### THE EXERCISE:
Output all entries verbatim. Skip pictures.

* BEGIN INPUT DATA *

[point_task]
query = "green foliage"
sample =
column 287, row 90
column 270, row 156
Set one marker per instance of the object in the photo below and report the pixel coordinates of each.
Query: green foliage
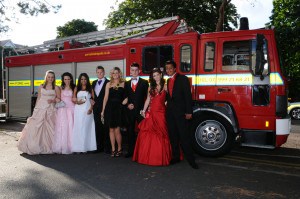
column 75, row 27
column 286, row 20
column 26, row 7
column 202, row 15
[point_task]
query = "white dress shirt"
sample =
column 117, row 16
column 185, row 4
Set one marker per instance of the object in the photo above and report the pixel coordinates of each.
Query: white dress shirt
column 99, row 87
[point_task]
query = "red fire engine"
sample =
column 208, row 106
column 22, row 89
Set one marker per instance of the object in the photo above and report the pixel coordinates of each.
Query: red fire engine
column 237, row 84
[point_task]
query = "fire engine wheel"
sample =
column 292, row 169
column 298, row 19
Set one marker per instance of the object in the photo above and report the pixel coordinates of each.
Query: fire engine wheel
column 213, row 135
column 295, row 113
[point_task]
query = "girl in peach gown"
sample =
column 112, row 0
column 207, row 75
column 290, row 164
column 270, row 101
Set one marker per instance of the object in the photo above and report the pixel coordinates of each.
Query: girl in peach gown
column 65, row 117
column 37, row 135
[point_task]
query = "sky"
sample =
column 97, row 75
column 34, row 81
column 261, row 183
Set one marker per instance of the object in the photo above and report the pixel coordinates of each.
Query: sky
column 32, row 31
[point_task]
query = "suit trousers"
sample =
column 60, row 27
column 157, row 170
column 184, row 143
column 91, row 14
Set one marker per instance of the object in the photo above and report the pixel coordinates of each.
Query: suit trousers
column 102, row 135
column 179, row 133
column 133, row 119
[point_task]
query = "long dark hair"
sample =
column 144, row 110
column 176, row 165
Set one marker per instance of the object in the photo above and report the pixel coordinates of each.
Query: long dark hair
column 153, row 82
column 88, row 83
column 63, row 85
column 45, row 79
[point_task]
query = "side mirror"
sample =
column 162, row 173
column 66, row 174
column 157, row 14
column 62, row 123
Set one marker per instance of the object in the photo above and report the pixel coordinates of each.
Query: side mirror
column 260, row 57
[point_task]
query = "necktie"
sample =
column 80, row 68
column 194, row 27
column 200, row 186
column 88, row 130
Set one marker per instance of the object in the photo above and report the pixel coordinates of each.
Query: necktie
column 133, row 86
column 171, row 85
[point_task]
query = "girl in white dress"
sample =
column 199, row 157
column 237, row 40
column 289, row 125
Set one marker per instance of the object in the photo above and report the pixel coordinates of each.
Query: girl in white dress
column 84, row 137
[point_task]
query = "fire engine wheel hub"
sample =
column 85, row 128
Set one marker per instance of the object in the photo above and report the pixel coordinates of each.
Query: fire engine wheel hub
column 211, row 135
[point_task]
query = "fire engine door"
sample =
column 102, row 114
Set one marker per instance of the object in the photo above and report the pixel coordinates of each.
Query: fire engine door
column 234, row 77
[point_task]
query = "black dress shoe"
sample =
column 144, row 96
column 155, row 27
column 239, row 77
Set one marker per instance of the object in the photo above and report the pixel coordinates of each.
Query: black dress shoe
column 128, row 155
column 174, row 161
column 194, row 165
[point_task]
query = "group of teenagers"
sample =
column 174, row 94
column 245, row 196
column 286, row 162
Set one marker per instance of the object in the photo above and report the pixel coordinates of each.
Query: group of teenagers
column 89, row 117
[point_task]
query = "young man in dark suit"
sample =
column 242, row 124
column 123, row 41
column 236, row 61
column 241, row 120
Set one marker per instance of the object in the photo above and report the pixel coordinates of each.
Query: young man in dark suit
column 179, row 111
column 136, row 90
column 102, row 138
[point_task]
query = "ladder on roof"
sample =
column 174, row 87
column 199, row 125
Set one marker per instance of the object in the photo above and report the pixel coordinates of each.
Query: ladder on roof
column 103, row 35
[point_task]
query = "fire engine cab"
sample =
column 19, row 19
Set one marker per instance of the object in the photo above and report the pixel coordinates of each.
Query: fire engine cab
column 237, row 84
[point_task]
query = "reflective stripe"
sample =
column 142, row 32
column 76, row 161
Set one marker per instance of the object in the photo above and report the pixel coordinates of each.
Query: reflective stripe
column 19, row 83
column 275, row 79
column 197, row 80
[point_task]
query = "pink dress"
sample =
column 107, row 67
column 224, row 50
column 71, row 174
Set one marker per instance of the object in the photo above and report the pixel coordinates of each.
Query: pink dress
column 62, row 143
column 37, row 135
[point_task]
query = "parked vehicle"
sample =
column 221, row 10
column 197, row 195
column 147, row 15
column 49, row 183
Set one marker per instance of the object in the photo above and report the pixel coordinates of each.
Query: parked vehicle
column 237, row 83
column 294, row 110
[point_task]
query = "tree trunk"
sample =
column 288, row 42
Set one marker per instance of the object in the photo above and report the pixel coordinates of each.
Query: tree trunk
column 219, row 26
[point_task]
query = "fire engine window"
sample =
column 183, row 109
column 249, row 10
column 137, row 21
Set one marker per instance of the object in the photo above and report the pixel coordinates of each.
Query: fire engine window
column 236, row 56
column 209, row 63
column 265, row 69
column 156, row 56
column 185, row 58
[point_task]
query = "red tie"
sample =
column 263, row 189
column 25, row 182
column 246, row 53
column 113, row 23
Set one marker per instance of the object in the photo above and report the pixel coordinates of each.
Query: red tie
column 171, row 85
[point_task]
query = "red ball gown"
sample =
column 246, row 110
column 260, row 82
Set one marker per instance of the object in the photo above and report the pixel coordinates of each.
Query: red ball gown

* END INPUT DATA *

### COMPLETED EXERCISE:
[point_task]
query = "green foliage"
sample =
column 287, row 90
column 270, row 156
Set one marker per instance of the object in the photo below and report the pixel coordinates of each.
Query: green foliage
column 75, row 27
column 286, row 20
column 26, row 7
column 202, row 15
[point_task]
query = "white dress shirt"
sample =
column 117, row 16
column 185, row 4
Set one marker per instance of the object in the photo above and report the pixel coordinates of each.
Query: white dress shirt
column 99, row 87
[point_task]
query = "red fire engine"
sample =
column 208, row 106
column 22, row 89
Set one marker per instance of the object in the photo above and report the pixel coordinates of each.
Query: red fire engine
column 237, row 84
[point_task]
query = "fire engine wheel"
sample =
column 292, row 169
column 298, row 19
Set one marker per instance of the object in the photo above and report the pixel coordinates of each.
Query: fire engine wheel
column 213, row 135
column 295, row 113
[point_task]
query = "girl in peach gown"
sample =
column 112, row 0
column 207, row 75
column 290, row 164
column 270, row 101
Set one marker per instance of the object in the photo above and report the pixel coordinates of each.
Query: girl in peach gown
column 65, row 117
column 37, row 135
[point_task]
query = "sky"
sample =
column 97, row 75
column 34, row 81
column 261, row 183
Set one marker per instance of the object in the photo above and report the pixel coordinates of each.
Query: sky
column 32, row 31
[point_task]
query = "suit trousers"
sample =
column 60, row 27
column 157, row 170
column 184, row 143
column 91, row 14
Set one marker per instance of the object in the photo above and report the pixel coordinates of each.
Query: suit trousers
column 102, row 135
column 179, row 133
column 133, row 119
[point_task]
query = "long dark hair"
sample =
column 144, row 110
column 176, row 165
Set one marker per instance of the object in the photo above and report the pixel coordinates of each.
Query: long dark hair
column 153, row 82
column 88, row 83
column 63, row 85
column 45, row 79
[point_task]
query = "side mirror"
sample =
column 162, row 173
column 66, row 174
column 157, row 14
column 62, row 123
Set one marker per instance of the object in the photo above and report the pixel coordinates of each.
Query: side mirror
column 260, row 57
[point_task]
query = "necktie"
sample =
column 80, row 68
column 194, row 27
column 200, row 186
column 88, row 130
Set one marker per instance of the object in the photo above and report the pixel coordinates of each.
Query: necktie
column 133, row 86
column 171, row 85
[point_task]
query = "girl in white dress"
sample =
column 199, row 157
column 237, row 40
column 289, row 125
Set one marker per instance of the object in the photo above and report the pixel coordinates of each.
Query: girl in white dress
column 84, row 137
[point_task]
query = "fire engine wheel hub"
sample =
column 85, row 128
Set one marker per instance of the object in the photo above and report the pixel coordinates of each.
Query: fire engine wheel hub
column 211, row 135
[point_task]
query = "fire engine door"
sample =
column 102, row 114
Set one marker per instance of the object in the photo above and report the pixel coordinates of each.
Query: fire engine door
column 234, row 77
[point_task]
query = "black dress shoe"
sample =
column 144, row 96
column 155, row 27
column 239, row 77
Set one marker per instance of the object in the photo above and report the pixel coordinates of each.
Query: black dress shoe
column 128, row 155
column 174, row 161
column 194, row 165
[point_task]
query = "group of teenagers"
sample =
column 174, row 94
column 245, row 196
column 286, row 162
Set one marker per instance of the object in the photo above and report the pixel coordinates of each.
Query: group of teenagers
column 89, row 117
[point_task]
query = "young man in dark suit"
sample =
column 242, row 124
column 123, row 41
column 236, row 61
column 241, row 120
Set one marker per instance of the object in the photo above and report the pixel coordinates of each.
Query: young man in dark suit
column 179, row 111
column 136, row 90
column 102, row 138
[point_task]
query = "ladder on roof"
sample =
column 174, row 87
column 199, row 125
Set one marker per instance of the object in the photo above and report the pixel coordinates of each.
Query: ladder on roof
column 103, row 35
[point_task]
query = "fire engine cab"
sample =
column 19, row 19
Set one marker per instance of the object in the photo above and report the pixel coordinates of each.
Query: fire engine cab
column 237, row 84
[point_task]
query = "reflective stripe"
sample =
column 142, row 32
column 76, row 161
Set one marker per instance of the object in the photo above and report the pixel coordinates of each.
Query: reflective stripe
column 19, row 83
column 275, row 79
column 197, row 80
[point_task]
query = "pink dress"
sample =
column 107, row 67
column 224, row 50
column 71, row 174
Set one marker per instance of the object in the photo above and report the pixel coordinates of each.
Query: pink dress
column 62, row 143
column 37, row 135
[point_task]
query = "parked vehicle"
sample =
column 221, row 10
column 197, row 195
column 147, row 15
column 49, row 183
Set one marker per instance of the object in the photo above and report the pixel coordinates of each.
Query: parked vehicle
column 237, row 83
column 294, row 110
[point_task]
query = "tree trunk"
sample =
column 288, row 42
Set one marker per instance of the object in the photo above and report the pixel coordinates of each.
Query: tree trunk
column 219, row 26
[point_task]
query = "fire engine window"
sample =
column 183, row 109
column 249, row 10
column 137, row 21
Set one marker per instance of the object in the photo above and report the pixel coordinates of each.
Query: fire engine window
column 236, row 56
column 209, row 63
column 265, row 69
column 156, row 56
column 185, row 58
[point_task]
query = "red tie"
sample =
column 263, row 189
column 25, row 182
column 246, row 53
column 113, row 23
Set one marker per instance of the object in the photo above and report the pixel coordinates of each.
Query: red tie
column 171, row 85
[point_task]
query = "red ball gown"
sample =
column 246, row 110
column 260, row 82
Set one marker per instance of the object in the photo above and report the pixel coordinates of each.
Query: red ball gown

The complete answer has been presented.